__Problem description__.
Reproduce every one of the entries below verbatim, line for line.

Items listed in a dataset
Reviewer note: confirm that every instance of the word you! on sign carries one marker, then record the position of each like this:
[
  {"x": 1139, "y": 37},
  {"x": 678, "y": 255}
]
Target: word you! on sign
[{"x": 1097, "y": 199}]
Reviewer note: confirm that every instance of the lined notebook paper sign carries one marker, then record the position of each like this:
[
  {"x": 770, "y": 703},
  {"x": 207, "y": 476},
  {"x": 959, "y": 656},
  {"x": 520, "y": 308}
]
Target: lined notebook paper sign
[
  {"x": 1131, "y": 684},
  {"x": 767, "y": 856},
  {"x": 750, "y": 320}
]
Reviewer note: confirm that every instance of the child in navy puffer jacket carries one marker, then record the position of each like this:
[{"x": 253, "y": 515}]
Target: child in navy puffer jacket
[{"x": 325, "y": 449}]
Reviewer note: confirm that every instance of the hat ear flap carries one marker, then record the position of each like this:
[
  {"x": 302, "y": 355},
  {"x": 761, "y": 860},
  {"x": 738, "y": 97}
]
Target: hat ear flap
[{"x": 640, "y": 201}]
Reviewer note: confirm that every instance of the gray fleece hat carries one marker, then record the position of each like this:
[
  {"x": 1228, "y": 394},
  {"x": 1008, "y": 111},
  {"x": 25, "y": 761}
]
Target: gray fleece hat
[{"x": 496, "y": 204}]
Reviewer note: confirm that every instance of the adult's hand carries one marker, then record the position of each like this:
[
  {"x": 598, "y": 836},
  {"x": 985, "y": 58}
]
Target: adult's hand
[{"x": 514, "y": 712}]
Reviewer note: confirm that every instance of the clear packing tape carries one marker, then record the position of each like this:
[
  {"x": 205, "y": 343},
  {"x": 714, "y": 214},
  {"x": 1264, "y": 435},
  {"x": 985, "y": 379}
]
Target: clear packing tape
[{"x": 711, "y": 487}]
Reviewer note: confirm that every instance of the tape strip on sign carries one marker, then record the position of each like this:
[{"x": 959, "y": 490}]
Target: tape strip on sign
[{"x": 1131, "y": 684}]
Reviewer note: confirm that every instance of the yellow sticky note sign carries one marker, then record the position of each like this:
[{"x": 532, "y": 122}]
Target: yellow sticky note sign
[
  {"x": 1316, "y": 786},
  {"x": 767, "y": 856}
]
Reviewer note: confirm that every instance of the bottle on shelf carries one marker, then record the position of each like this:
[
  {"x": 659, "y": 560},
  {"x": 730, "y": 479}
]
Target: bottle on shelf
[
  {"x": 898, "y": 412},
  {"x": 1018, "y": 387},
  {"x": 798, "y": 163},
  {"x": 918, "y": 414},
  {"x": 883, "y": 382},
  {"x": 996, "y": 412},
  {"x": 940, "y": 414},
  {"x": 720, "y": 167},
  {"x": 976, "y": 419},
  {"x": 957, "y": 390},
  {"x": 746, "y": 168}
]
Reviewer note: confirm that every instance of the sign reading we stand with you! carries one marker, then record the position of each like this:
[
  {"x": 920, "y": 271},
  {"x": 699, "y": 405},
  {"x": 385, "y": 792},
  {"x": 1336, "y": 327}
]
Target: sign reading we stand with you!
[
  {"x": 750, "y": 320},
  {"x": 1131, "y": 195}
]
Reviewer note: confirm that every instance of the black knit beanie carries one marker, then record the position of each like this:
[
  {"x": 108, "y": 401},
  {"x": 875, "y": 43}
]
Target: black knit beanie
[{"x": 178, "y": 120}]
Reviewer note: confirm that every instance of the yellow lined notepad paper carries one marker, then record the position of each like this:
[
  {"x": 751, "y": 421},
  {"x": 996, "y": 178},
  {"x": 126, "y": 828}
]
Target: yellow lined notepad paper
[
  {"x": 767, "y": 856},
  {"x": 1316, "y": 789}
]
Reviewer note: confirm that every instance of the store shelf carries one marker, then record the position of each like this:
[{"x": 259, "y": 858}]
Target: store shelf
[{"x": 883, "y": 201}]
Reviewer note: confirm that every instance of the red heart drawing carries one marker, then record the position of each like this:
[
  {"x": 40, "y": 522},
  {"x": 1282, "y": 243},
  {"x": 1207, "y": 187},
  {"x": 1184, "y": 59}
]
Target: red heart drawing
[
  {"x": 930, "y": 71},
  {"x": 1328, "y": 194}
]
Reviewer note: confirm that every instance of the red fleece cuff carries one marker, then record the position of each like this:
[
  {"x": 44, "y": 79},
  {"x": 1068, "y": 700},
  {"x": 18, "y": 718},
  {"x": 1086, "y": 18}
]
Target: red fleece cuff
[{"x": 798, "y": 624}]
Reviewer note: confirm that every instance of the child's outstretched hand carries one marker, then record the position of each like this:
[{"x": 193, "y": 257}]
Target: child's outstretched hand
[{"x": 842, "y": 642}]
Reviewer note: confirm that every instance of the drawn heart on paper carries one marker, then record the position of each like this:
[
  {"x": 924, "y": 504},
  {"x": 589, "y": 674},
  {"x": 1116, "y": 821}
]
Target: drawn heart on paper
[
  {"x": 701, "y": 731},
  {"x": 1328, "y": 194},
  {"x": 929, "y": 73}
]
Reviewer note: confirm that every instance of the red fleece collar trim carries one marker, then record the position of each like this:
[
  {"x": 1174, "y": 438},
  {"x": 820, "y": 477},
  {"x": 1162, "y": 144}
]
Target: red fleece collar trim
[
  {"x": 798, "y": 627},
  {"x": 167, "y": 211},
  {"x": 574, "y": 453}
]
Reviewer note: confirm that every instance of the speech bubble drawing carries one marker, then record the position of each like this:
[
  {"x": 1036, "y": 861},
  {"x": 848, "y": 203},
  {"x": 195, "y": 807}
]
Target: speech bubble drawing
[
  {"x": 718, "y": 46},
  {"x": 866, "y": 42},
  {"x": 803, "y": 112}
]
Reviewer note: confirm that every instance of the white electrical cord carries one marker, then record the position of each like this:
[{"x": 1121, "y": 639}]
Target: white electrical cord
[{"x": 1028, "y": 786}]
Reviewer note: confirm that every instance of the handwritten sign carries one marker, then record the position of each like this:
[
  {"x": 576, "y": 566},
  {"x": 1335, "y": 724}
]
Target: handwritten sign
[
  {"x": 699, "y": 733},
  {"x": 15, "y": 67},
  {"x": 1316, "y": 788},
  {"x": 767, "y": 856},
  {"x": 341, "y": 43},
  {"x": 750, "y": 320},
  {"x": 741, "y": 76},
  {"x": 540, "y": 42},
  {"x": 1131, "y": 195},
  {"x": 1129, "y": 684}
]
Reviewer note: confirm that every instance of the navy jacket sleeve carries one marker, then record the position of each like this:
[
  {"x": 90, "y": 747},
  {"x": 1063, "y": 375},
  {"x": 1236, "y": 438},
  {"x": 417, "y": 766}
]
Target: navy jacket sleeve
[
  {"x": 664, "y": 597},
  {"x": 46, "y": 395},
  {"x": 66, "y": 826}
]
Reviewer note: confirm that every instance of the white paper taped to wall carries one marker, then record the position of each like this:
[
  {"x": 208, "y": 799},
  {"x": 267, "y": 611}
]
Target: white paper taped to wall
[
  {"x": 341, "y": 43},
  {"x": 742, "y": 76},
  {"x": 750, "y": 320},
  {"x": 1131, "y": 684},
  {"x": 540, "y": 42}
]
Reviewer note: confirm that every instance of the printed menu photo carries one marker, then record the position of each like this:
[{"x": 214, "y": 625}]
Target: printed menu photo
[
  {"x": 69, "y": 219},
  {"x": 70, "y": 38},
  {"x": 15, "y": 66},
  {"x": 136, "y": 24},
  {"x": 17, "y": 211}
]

__Correct result__.
Reviewer note: confirm that every instance of the word you! on sign carries one marker, then record the position of each like this:
[
  {"x": 1139, "y": 37},
  {"x": 678, "y": 255}
]
Target: word you! on sign
[{"x": 1097, "y": 199}]
Reviewer note: confirm that every instance of the lined notebook paper sign carries one marker, then record the position of each like this:
[
  {"x": 770, "y": 703},
  {"x": 207, "y": 476},
  {"x": 959, "y": 656},
  {"x": 520, "y": 308}
]
Target: lined notebook paper sign
[
  {"x": 1131, "y": 684},
  {"x": 767, "y": 856},
  {"x": 750, "y": 320}
]
Reviewer note: confirm that every instance of the child in navy puffer jacket carries one marker, then record the position of each like this:
[{"x": 253, "y": 515}]
Target: child in navy puffer jacket
[{"x": 325, "y": 449}]
Reviewer note: confirm that every instance of the hat ear flap carries one marker, then record the position of each like this:
[
  {"x": 302, "y": 355},
  {"x": 761, "y": 860},
  {"x": 738, "y": 97}
]
Target: hat ear flap
[{"x": 640, "y": 201}]
Reviewer note: confirm that every instance of the gray fleece hat carries one marker, then record the position of each like this:
[
  {"x": 1228, "y": 394},
  {"x": 1008, "y": 111},
  {"x": 25, "y": 761}
]
Target: gray fleece hat
[{"x": 496, "y": 204}]
Reviewer note: confirm that every instance of the adult's hand carries one marker, then record the position of each like this:
[
  {"x": 598, "y": 836},
  {"x": 985, "y": 58}
]
Target: adult's hand
[{"x": 514, "y": 712}]
Reviewer note: confirm that every instance of the clear packing tape carries one marker, then record the position of each like this:
[
  {"x": 205, "y": 343},
  {"x": 714, "y": 214},
  {"x": 1264, "y": 435},
  {"x": 985, "y": 379}
]
Target: clear packing tape
[{"x": 711, "y": 487}]
Reviewer note: confirm that every instance of the tape strip on sign carries one marker, then record the position of each like this:
[{"x": 959, "y": 490}]
Target: tape strip on sign
[{"x": 1131, "y": 684}]
Reviewer note: confirm that every instance of the yellow sticky note sign carries one marker, then record the position of each like this:
[{"x": 532, "y": 122}]
Target: yellow sticky note sign
[
  {"x": 1316, "y": 786},
  {"x": 767, "y": 856}
]
Reviewer note: confirm that every instance of the bottle on shelf carries one marker, then record the position of each like this:
[
  {"x": 659, "y": 560},
  {"x": 730, "y": 479}
]
Target: bottle on shelf
[
  {"x": 898, "y": 412},
  {"x": 1018, "y": 387},
  {"x": 798, "y": 163},
  {"x": 918, "y": 414},
  {"x": 883, "y": 382},
  {"x": 996, "y": 412},
  {"x": 940, "y": 414},
  {"x": 720, "y": 167},
  {"x": 976, "y": 419},
  {"x": 957, "y": 390},
  {"x": 746, "y": 168}
]
Reviewer note: confirm that every instance of the sign reading we stand with you! carries one marker, then record the position of each like this:
[
  {"x": 920, "y": 271},
  {"x": 699, "y": 405},
  {"x": 385, "y": 792},
  {"x": 1336, "y": 327}
]
Target: sign reading we stand with you!
[
  {"x": 750, "y": 320},
  {"x": 1131, "y": 195}
]
Reviewer note: confirm that every instance of the black knit beanie carries one marker, then record the position of each like this:
[
  {"x": 108, "y": 401},
  {"x": 875, "y": 43}
]
Target: black knit beanie
[{"x": 178, "y": 120}]
Reviewer note: confirm that every instance of the yellow lined notepad paper carries one marker, then record the position of each like this:
[
  {"x": 751, "y": 421},
  {"x": 996, "y": 178},
  {"x": 126, "y": 828}
]
Target: yellow lined notepad paper
[
  {"x": 767, "y": 856},
  {"x": 1316, "y": 789}
]
Reviewer note: confirm that every instance of the store shelf carries one marker, then record the position of each like this:
[{"x": 259, "y": 858}]
Target: store shelf
[{"x": 883, "y": 201}]
Reviewer note: confirm that every instance of the red heart drawing carries one marker, then record the position of each like this:
[
  {"x": 40, "y": 522},
  {"x": 1282, "y": 243},
  {"x": 1207, "y": 187},
  {"x": 1184, "y": 59}
]
Target: red heart drawing
[
  {"x": 930, "y": 71},
  {"x": 1328, "y": 194}
]
Reviewer note: confirm that every instance of the red fleece cuff carries one marker, then record the position of each like this:
[
  {"x": 44, "y": 79},
  {"x": 1068, "y": 700},
  {"x": 18, "y": 718},
  {"x": 1086, "y": 18}
]
Target: red fleece cuff
[{"x": 798, "y": 624}]
Reviewer note: confirm that every instance of the child's outstretched hand carries one marker, then record the position of each like this:
[{"x": 193, "y": 257}]
Target: child's outstretched hand
[{"x": 842, "y": 642}]
Reviewer note: confirm that every instance of the drawn heart on paper carries one marker, then record the position of each like this:
[
  {"x": 924, "y": 504},
  {"x": 589, "y": 674},
  {"x": 1116, "y": 821}
]
Target: drawn heart on paper
[
  {"x": 701, "y": 731},
  {"x": 1328, "y": 194},
  {"x": 929, "y": 73}
]
Reviewer note: confirm that every instance of the red fleece collar trim carries one marker, then record the position of each like this:
[
  {"x": 1174, "y": 438},
  {"x": 820, "y": 477},
  {"x": 1162, "y": 144}
]
Target: red fleece collar trim
[
  {"x": 798, "y": 627},
  {"x": 167, "y": 211},
  {"x": 574, "y": 453}
]
Reviewer note: confirm that every instance of the speech bubble drawing carries one marker, then record the position of each like this:
[
  {"x": 1036, "y": 861},
  {"x": 848, "y": 203},
  {"x": 195, "y": 807}
]
Target: speech bubble drawing
[
  {"x": 718, "y": 46},
  {"x": 866, "y": 42},
  {"x": 803, "y": 112}
]
Reviewer note: confirm that every instance of the white electrical cord carries one marker, then record the position of each like this:
[{"x": 1121, "y": 639}]
Target: white electrical cord
[{"x": 1028, "y": 786}]
Reviewer note: confirm that every instance of the handwritten sign carries one marker, then record the position of each like this:
[
  {"x": 576, "y": 566},
  {"x": 1335, "y": 724}
]
Target: handwritten sign
[
  {"x": 699, "y": 733},
  {"x": 15, "y": 67},
  {"x": 1316, "y": 788},
  {"x": 767, "y": 856},
  {"x": 341, "y": 43},
  {"x": 750, "y": 320},
  {"x": 741, "y": 76},
  {"x": 540, "y": 42},
  {"x": 1131, "y": 195},
  {"x": 1129, "y": 684}
]
Reviewer note: confirm that every instance of the navy jacket sleeve carries one marker, then record the position of each like this:
[
  {"x": 90, "y": 747},
  {"x": 1063, "y": 375},
  {"x": 1236, "y": 438},
  {"x": 417, "y": 766}
]
Target: navy jacket sleeve
[
  {"x": 664, "y": 597},
  {"x": 46, "y": 395},
  {"x": 66, "y": 826}
]
Reviewer note: confirm that every instance of the white paper taped to wall carries one marker, then record the position of each like this:
[
  {"x": 208, "y": 799},
  {"x": 267, "y": 611}
]
Target: white paper taped to wall
[
  {"x": 341, "y": 43},
  {"x": 742, "y": 76},
  {"x": 750, "y": 320},
  {"x": 1131, "y": 684},
  {"x": 540, "y": 42}
]
Reviewer note: confirm that every instance of the printed menu photo carries one marker, then record the position of each like this:
[{"x": 214, "y": 625}]
Target: printed menu photo
[
  {"x": 69, "y": 219},
  {"x": 70, "y": 38},
  {"x": 15, "y": 66},
  {"x": 136, "y": 24},
  {"x": 17, "y": 211}
]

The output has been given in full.